## EXERCISE INSTRUCTIONS
The records below need to be restated word for word.

── DATA LISTING

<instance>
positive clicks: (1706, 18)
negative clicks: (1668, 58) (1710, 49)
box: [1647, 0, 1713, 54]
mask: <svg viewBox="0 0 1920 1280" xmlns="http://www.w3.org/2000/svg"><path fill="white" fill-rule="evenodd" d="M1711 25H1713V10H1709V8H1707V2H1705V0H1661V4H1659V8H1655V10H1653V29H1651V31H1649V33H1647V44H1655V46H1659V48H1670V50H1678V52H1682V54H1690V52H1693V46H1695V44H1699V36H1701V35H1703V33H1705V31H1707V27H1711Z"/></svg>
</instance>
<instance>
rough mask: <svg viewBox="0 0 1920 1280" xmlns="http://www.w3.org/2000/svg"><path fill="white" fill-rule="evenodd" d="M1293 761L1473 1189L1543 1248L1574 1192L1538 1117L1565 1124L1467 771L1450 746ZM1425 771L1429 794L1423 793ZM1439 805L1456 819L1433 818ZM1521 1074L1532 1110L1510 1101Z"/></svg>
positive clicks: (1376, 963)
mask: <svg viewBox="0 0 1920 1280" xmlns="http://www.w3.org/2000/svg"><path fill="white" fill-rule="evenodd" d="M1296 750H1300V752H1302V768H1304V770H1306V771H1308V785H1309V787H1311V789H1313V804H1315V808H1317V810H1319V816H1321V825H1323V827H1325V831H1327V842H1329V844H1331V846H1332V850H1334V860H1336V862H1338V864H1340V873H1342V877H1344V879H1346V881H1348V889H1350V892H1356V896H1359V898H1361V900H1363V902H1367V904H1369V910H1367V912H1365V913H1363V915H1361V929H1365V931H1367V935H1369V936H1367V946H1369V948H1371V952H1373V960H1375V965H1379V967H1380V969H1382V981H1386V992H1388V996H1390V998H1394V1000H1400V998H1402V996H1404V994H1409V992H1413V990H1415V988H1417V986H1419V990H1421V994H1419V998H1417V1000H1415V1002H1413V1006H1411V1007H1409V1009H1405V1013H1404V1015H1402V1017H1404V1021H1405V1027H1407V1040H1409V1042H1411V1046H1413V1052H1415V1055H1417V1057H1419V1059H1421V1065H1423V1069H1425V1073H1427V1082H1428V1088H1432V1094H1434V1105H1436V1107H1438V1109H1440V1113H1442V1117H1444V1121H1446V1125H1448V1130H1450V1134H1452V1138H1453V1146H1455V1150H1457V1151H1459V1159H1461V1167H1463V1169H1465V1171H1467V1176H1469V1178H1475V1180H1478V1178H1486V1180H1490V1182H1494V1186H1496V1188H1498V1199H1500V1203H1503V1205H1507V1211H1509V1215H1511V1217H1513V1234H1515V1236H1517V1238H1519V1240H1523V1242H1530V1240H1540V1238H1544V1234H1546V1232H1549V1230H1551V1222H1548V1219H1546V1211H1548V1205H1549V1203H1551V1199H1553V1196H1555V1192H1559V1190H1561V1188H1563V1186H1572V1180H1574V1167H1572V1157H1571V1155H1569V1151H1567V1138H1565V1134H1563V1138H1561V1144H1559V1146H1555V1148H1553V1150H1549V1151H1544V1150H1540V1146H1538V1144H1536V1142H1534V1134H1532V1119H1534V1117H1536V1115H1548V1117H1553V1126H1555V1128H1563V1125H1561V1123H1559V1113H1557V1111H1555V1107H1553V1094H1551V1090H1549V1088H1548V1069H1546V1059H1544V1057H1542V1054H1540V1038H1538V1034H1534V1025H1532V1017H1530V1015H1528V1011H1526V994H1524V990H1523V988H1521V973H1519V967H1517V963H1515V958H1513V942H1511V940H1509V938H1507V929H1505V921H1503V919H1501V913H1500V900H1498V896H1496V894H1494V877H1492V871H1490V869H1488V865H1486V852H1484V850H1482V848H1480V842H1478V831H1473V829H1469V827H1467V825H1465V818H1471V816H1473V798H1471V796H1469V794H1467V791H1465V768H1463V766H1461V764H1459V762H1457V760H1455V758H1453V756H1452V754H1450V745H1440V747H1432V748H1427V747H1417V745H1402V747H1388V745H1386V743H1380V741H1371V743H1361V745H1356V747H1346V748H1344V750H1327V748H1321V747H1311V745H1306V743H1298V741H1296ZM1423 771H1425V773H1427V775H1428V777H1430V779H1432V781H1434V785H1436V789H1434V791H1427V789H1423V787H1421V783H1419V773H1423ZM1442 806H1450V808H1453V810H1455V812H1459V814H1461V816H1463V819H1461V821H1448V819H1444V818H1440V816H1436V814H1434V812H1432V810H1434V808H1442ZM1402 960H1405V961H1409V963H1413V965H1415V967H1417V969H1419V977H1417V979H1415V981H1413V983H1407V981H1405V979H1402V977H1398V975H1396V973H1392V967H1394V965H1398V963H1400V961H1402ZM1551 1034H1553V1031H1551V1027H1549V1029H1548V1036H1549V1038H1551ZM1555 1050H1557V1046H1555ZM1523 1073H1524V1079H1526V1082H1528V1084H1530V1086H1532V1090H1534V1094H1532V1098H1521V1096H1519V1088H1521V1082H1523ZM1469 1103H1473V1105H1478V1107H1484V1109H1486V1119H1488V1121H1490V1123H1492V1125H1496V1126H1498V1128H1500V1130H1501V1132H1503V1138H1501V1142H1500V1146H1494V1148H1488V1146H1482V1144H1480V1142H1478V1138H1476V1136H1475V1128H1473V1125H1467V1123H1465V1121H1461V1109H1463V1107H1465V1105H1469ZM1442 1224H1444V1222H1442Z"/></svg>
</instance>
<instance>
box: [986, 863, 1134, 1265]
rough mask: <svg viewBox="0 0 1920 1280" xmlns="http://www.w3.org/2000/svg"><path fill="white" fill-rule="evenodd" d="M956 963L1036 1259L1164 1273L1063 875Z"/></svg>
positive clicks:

────

## SOLUTION
<instance>
positive clicks: (1706, 18)
negative clicks: (1668, 58) (1710, 49)
box: [1647, 0, 1713, 54]
mask: <svg viewBox="0 0 1920 1280" xmlns="http://www.w3.org/2000/svg"><path fill="white" fill-rule="evenodd" d="M1711 25H1713V10H1709V8H1707V2H1705V0H1661V4H1659V8H1655V10H1653V29H1651V31H1649V33H1647V44H1655V46H1659V48H1670V50H1678V52H1682V54H1690V52H1693V46H1695V44H1699V36H1701V35H1703V33H1705V31H1707V27H1711Z"/></svg>
</instance>
<instance>
rough mask: <svg viewBox="0 0 1920 1280" xmlns="http://www.w3.org/2000/svg"><path fill="white" fill-rule="evenodd" d="M1293 761L1473 1189L1543 1248L1574 1192L1538 1117L1565 1124L1467 771L1450 746ZM1425 771L1429 794L1423 793ZM1439 805L1456 819L1433 818ZM1521 1074L1532 1110L1510 1101Z"/></svg>
positive clicks: (1376, 963)
mask: <svg viewBox="0 0 1920 1280" xmlns="http://www.w3.org/2000/svg"><path fill="white" fill-rule="evenodd" d="M1296 750H1300V752H1302V768H1304V770H1306V771H1308V785H1309V787H1311V789H1313V804H1315V808H1317V810H1319V816H1321V825H1323V827H1325V831H1327V842H1329V844H1331V846H1332V850H1334V860H1336V862H1338V864H1340V873H1342V877H1344V879H1346V881H1348V889H1350V892H1356V896H1359V898H1361V900H1363V902H1367V904H1369V910H1367V912H1365V913H1363V915H1361V929H1365V931H1367V935H1369V936H1367V946H1369V948H1371V952H1373V960H1375V965H1379V967H1380V969H1382V981H1386V992H1388V996H1390V998H1394V1000H1400V998H1402V996H1404V994H1409V992H1413V990H1415V988H1417V986H1419V990H1421V994H1419V998H1417V1000H1415V1002H1413V1006H1411V1007H1409V1009H1405V1013H1404V1015H1402V1017H1404V1021H1405V1027H1407V1040H1409V1042H1411V1046H1413V1052H1415V1055H1417V1057H1419V1059H1421V1065H1423V1069H1425V1073H1427V1082H1428V1088H1432V1094H1434V1105H1436V1107H1438V1109H1440V1113H1442V1117H1444V1121H1446V1125H1448V1130H1450V1134H1452V1138H1453V1146H1455V1150H1457V1151H1459V1159H1461V1167H1463V1169H1465V1171H1467V1176H1469V1178H1475V1180H1478V1178H1486V1180H1490V1182H1494V1186H1496V1188H1498V1199H1500V1203H1503V1205H1507V1211H1509V1215H1511V1217H1513V1234H1515V1236H1517V1238H1519V1240H1523V1242H1530V1240H1540V1238H1544V1234H1546V1232H1549V1230H1551V1222H1548V1219H1546V1211H1548V1205H1549V1203H1551V1199H1553V1196H1555V1192H1559V1190H1561V1188H1563V1186H1572V1180H1574V1167H1572V1157H1571V1155H1569V1151H1567V1138H1565V1134H1563V1138H1561V1144H1559V1146H1555V1148H1553V1150H1549V1151H1544V1150H1540V1146H1538V1144H1536V1142H1534V1134H1532V1119H1534V1117H1536V1115H1548V1117H1553V1126H1555V1128H1563V1125H1561V1123H1559V1113H1557V1111H1555V1107H1553V1094H1551V1090H1549V1088H1548V1069H1546V1059H1544V1057H1542V1054H1540V1038H1538V1034H1534V1025H1532V1017H1530V1015H1528V1011H1526V994H1524V990H1523V988H1521V973H1519V967H1517V963H1515V958H1513V942H1511V940H1509V938H1507V929H1505V921H1503V919H1501V913H1500V900H1498V896H1496V894H1494V877H1492V871H1490V869H1488V865H1486V852H1484V850H1482V848H1480V842H1478V831H1473V829H1469V827H1467V825H1465V818H1471V816H1473V798H1471V796H1469V794H1467V791H1465V768H1463V766H1461V764H1459V762H1457V760H1455V758H1453V756H1452V754H1450V745H1440V747H1432V748H1427V747H1417V745H1402V747H1388V745H1386V743H1380V741H1371V743H1361V745H1356V747H1346V748H1344V750H1327V748H1321V747H1311V745H1306V743H1298V741H1296ZM1423 771H1425V773H1427V775H1428V777H1430V779H1432V781H1434V785H1436V789H1434V791H1427V789H1423V787H1421V783H1419V773H1423ZM1442 806H1450V808H1453V810H1455V812H1459V814H1461V816H1463V819H1461V821H1448V819H1444V818H1440V816H1436V814H1434V812H1432V810H1434V808H1442ZM1402 960H1405V961H1409V963H1413V965H1415V967H1417V969H1419V977H1417V979H1415V981H1413V983H1407V981H1405V979H1402V977H1398V975H1396V973H1392V967H1394V965H1398V963H1400V961H1402ZM1551 1034H1553V1031H1551V1027H1549V1029H1548V1036H1549V1038H1551ZM1555 1050H1557V1046H1555ZM1523 1073H1524V1079H1526V1082H1528V1084H1530V1086H1532V1090H1534V1094H1532V1098H1521V1096H1519V1088H1521V1082H1523ZM1469 1103H1473V1105H1478V1107H1484V1109H1486V1119H1488V1121H1490V1123H1492V1125H1496V1126H1498V1128H1500V1130H1501V1132H1503V1138H1501V1142H1500V1146H1494V1148H1488V1146H1482V1144H1480V1142H1478V1138H1476V1136H1475V1128H1473V1125H1467V1123H1465V1121H1461V1109H1463V1107H1465V1105H1469ZM1442 1224H1444V1222H1442Z"/></svg>
</instance>
<instance>
box: [986, 863, 1134, 1265]
rough mask: <svg viewBox="0 0 1920 1280" xmlns="http://www.w3.org/2000/svg"><path fill="white" fill-rule="evenodd" d="M956 963L1036 1259L1164 1273L1063 875Z"/></svg>
positive clicks:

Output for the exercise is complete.